*Provided records*:
'''

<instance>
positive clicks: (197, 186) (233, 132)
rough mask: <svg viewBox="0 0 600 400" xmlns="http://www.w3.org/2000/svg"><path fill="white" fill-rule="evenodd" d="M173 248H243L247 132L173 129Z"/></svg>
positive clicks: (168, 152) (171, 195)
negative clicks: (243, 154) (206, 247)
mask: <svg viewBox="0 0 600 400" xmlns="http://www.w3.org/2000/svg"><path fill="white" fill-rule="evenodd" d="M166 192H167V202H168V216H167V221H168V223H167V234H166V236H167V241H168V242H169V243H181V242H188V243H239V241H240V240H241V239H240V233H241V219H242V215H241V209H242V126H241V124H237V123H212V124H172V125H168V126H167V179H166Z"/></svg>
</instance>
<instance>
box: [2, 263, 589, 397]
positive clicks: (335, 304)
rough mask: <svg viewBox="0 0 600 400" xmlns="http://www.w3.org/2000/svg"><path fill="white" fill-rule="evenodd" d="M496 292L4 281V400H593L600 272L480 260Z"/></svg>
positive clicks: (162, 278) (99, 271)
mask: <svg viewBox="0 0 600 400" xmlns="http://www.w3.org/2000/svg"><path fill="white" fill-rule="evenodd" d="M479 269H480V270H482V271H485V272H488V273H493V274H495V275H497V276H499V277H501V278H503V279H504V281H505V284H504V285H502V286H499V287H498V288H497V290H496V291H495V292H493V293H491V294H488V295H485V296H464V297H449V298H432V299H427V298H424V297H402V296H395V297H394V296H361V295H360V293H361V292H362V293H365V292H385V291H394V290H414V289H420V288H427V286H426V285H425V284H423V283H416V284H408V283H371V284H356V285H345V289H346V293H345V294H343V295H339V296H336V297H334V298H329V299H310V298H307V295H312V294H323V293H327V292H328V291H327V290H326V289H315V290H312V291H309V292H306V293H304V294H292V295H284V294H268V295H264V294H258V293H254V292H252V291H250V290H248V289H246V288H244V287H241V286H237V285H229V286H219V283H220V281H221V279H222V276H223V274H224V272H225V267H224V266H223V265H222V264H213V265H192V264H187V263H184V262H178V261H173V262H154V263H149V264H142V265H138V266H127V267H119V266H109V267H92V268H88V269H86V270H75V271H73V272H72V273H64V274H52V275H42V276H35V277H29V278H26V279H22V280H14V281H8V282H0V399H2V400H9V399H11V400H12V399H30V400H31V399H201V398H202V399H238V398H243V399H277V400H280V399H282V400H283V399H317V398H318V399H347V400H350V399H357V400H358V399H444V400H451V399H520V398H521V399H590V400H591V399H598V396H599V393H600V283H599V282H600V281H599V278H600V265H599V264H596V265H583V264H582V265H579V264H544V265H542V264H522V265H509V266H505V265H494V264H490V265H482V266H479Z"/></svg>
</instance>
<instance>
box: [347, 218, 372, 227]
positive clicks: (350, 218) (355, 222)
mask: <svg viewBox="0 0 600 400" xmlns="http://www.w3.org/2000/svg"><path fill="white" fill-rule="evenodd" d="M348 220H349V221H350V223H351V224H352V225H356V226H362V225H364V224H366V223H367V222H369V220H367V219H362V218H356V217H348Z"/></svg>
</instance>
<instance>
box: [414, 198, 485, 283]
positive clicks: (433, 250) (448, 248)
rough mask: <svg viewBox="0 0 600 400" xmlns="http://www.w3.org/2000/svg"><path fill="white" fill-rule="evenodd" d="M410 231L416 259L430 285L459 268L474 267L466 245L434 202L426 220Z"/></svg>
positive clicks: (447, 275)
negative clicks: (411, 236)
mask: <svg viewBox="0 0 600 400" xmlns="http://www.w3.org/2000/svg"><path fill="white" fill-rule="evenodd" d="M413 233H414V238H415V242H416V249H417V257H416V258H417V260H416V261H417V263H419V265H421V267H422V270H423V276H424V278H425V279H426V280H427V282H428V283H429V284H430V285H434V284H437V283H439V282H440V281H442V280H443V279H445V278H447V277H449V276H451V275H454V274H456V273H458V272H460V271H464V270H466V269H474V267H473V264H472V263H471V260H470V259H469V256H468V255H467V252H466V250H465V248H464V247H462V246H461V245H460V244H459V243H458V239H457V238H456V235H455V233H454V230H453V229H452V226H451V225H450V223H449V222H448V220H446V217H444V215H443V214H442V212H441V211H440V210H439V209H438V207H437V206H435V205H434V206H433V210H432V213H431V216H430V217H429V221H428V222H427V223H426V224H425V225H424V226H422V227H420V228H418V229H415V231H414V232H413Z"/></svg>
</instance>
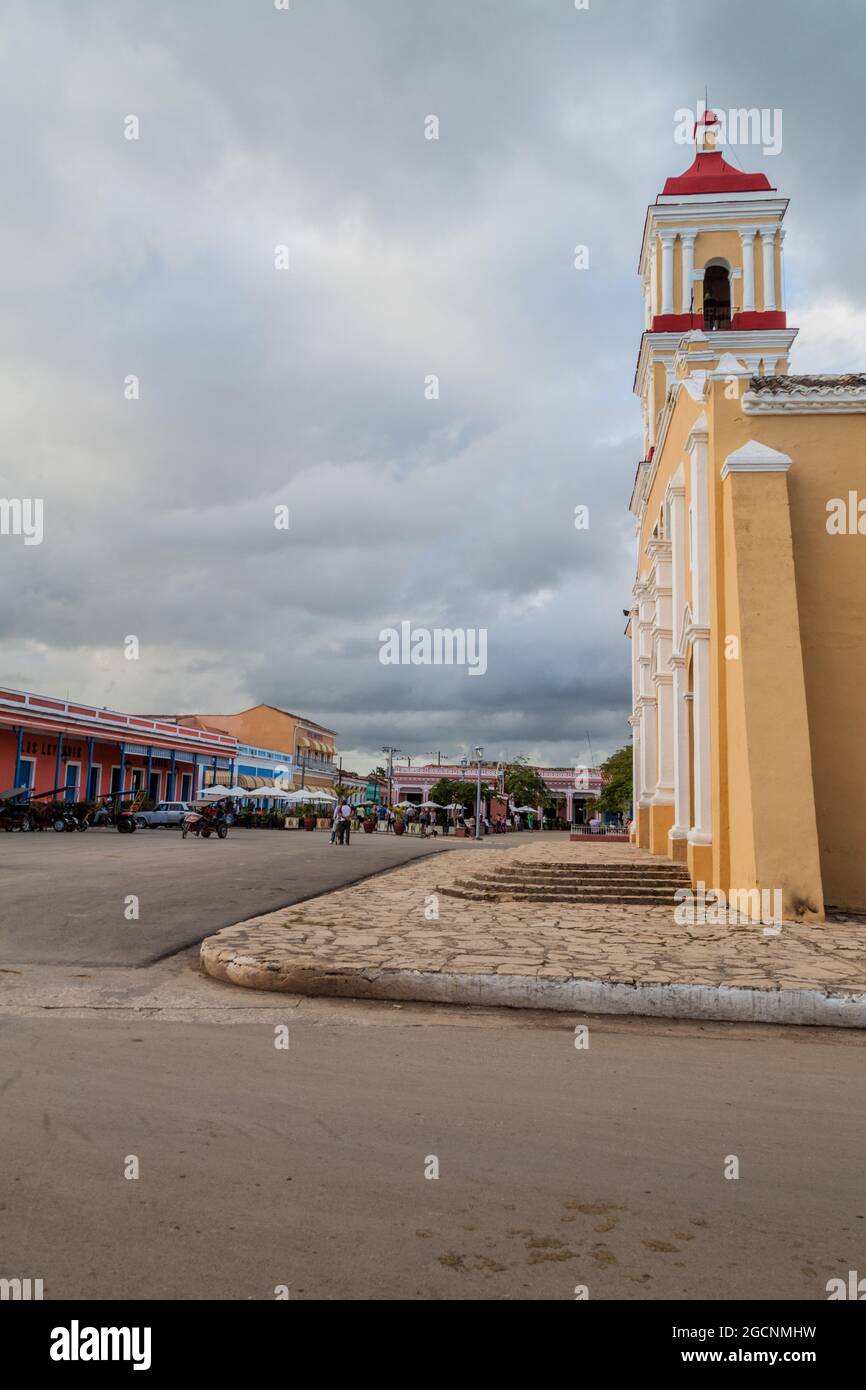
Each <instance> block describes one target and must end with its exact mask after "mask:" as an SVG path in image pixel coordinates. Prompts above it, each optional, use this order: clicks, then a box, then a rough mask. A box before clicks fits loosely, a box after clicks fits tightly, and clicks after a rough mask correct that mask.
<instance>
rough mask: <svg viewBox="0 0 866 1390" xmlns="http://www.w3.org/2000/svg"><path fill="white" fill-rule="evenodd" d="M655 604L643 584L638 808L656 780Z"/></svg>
mask: <svg viewBox="0 0 866 1390" xmlns="http://www.w3.org/2000/svg"><path fill="white" fill-rule="evenodd" d="M653 620H655V602H653V599H652V598H651V596H649V592H648V588H646V585H645V584H642V585H641V592H639V599H638V639H639V653H638V667H639V669H638V713H639V716H641V806H648V805H649V803H651V802H652V798H653V795H655V790H656V785H657V780H659V773H657V745H656V717H657V716H656V698H655V687H653V682H652V630H653Z"/></svg>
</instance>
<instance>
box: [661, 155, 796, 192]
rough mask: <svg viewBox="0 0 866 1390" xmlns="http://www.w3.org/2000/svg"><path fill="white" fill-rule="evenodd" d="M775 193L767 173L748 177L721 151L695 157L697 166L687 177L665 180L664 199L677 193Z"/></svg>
mask: <svg viewBox="0 0 866 1390" xmlns="http://www.w3.org/2000/svg"><path fill="white" fill-rule="evenodd" d="M759 192H766V193H771V192H773V185H771V183H770V181H769V178H767V175H766V174H744V172H742V170H735V168H734V165H733V164H728V161H727V160H726V158H724V157H723V154H721V150H706V152H702V153H701V154H695V163H694V164H692V165H691V167H689V168H687V171H685V174H678V175H676V177H674V178H669V179H666V181H664V188H663V189H662V196H663V197H671V196H676V195H677V193H759Z"/></svg>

'''

*Your objective*: Every record, word for word, should be given back without its pictures.

*Problem solution*:
<instance>
positive clicks: (197, 186) (233, 132)
rough mask: <svg viewBox="0 0 600 400" xmlns="http://www.w3.org/2000/svg"><path fill="white" fill-rule="evenodd" d="M173 248H243L247 132L173 129Z"/></svg>
positive clicks: (168, 152) (171, 195)
negative clicks: (243, 154) (206, 247)
mask: <svg viewBox="0 0 600 400" xmlns="http://www.w3.org/2000/svg"><path fill="white" fill-rule="evenodd" d="M166 192H167V202H168V216H167V221H168V223H167V234H166V236H167V241H168V242H169V243H181V242H188V243H239V241H240V240H241V239H240V233H241V219H242V215H241V209H242V126H241V124H237V123H212V124H172V125H168V126H167V179H166Z"/></svg>
</instance>
<instance>
box: [2, 263, 589, 397]
positive clicks: (335, 304)
rough mask: <svg viewBox="0 0 600 400" xmlns="http://www.w3.org/2000/svg"><path fill="white" fill-rule="evenodd" d="M496 292L4 281V400H593L600 272L480 260Z"/></svg>
positive clicks: (162, 278) (99, 271)
mask: <svg viewBox="0 0 600 400" xmlns="http://www.w3.org/2000/svg"><path fill="white" fill-rule="evenodd" d="M479 269H480V270H482V271H485V272H488V273H493V274H495V275H497V276H499V277H501V278H503V279H504V281H505V284H504V285H502V286H499V287H498V288H497V290H496V291H495V292H493V293H491V294H488V295H485V296H464V297H449V298H432V299H427V298H424V297H402V296H395V297H394V296H361V295H360V293H361V292H362V293H365V292H385V291H394V290H414V289H420V288H427V286H426V285H425V284H423V283H416V284H408V283H371V284H356V285H345V289H346V293H345V294H343V295H339V296H336V297H334V298H329V299H310V298H307V295H312V294H323V293H327V292H328V291H327V290H326V289H315V290H312V291H309V292H306V293H304V294H292V295H284V294H268V295H264V294H258V293H254V292H252V291H250V290H248V289H246V288H244V287H241V286H237V285H229V286H219V283H220V281H221V279H222V276H223V274H224V272H225V267H224V266H223V265H222V264H213V265H192V264H187V263H184V262H178V261H173V262H154V263H149V264H142V265H138V266H127V267H119V266H109V267H92V268H88V269H86V270H75V271H73V272H72V273H64V274H52V275H42V276H35V277H29V278H26V279H22V280H14V281H8V282H0V399H2V400H9V399H11V400H12V399H30V400H31V399H201V398H202V399H238V398H243V399H277V400H280V399H282V400H283V399H317V398H318V399H347V400H350V399H357V400H358V399H444V400H451V399H520V398H521V399H590V400H591V399H598V396H599V393H600V283H599V282H600V281H599V278H600V265H599V264H596V265H583V264H582V265H579V264H544V265H542V264H522V265H509V266H505V265H494V264H490V265H482V266H479Z"/></svg>
</instance>
<instance>
box: [347, 218, 372, 227]
positive clicks: (350, 218) (355, 222)
mask: <svg viewBox="0 0 600 400" xmlns="http://www.w3.org/2000/svg"><path fill="white" fill-rule="evenodd" d="M348 220H349V221H350V223H351V224H352V225H356V226H362V225H364V224H366V223H367V222H369V220H367V219H362V218H356V217H348Z"/></svg>
</instance>
<instance>
box: [414, 198, 485, 283]
positive clicks: (433, 250) (448, 248)
rough mask: <svg viewBox="0 0 600 400" xmlns="http://www.w3.org/2000/svg"><path fill="white" fill-rule="evenodd" d="M410 231L416 259L430 285L459 268L474 267L466 245L434 202L426 220Z"/></svg>
positive clicks: (447, 275)
negative clicks: (411, 236)
mask: <svg viewBox="0 0 600 400" xmlns="http://www.w3.org/2000/svg"><path fill="white" fill-rule="evenodd" d="M413 233H414V238H415V242H416V249H417V257H416V258H417V260H416V261H417V263H419V265H421V267H422V270H423V276H424V278H425V279H426V280H427V282H428V283H429V284H430V285H434V284H437V283H439V282H440V281H442V280H443V279H445V278H447V277H449V276H451V275H454V274H456V273H458V272H460V271H464V270H466V269H474V267H473V264H472V263H471V260H470V259H469V256H468V255H467V252H466V250H465V248H464V247H462V246H461V245H460V244H459V243H458V239H457V238H456V235H455V233H454V230H453V229H452V226H451V225H450V223H449V222H448V220H446V217H444V215H443V214H442V212H441V211H440V210H439V209H438V207H437V206H435V205H434V206H433V210H432V213H431V216H430V217H429V221H428V222H427V223H426V224H425V225H424V226H422V227H420V228H418V229H415V231H414V232H413Z"/></svg>
</instance>
Each <instance> block describes one target and must end with its exact mask after "mask:" as an SVG path in image pixel coordinates. Prompts above it, each optional, use this order: clicks, then a box, then a rough mask. A box before clicks fits loosely, a box after clicks fits tightly, and clicks after a rough mask correct that mask.
<instance>
rough mask: <svg viewBox="0 0 866 1390" xmlns="http://www.w3.org/2000/svg"><path fill="white" fill-rule="evenodd" d="M655 604L643 584L638 808L656 780Z"/></svg>
mask: <svg viewBox="0 0 866 1390" xmlns="http://www.w3.org/2000/svg"><path fill="white" fill-rule="evenodd" d="M653 620H655V602H653V599H652V598H651V596H649V592H648V588H646V585H645V584H642V585H641V592H639V599H638V639H639V653H638V667H639V669H638V713H639V716H641V806H648V805H649V803H651V802H652V798H653V795H655V790H656V785H657V780H659V773H657V745H656V717H657V716H656V698H655V687H653V682H652V630H653Z"/></svg>
</instance>
<instance>
box: [661, 155, 796, 192]
rough mask: <svg viewBox="0 0 866 1390" xmlns="http://www.w3.org/2000/svg"><path fill="white" fill-rule="evenodd" d="M775 193L767 173L748 177L721 151L695 157L697 166L687 177L665 180L664 199L677 193Z"/></svg>
mask: <svg viewBox="0 0 866 1390" xmlns="http://www.w3.org/2000/svg"><path fill="white" fill-rule="evenodd" d="M759 192H766V193H771V192H773V185H771V183H770V181H769V178H767V175H766V174H744V172H742V170H735V168H734V165H733V164H728V161H727V160H726V158H724V157H723V154H721V150H706V152H702V153H701V154H695V163H694V164H692V165H691V167H689V168H687V171H685V174H678V175H676V177H674V178H669V179H666V181H664V188H663V189H662V196H663V197H671V196H676V195H677V193H759Z"/></svg>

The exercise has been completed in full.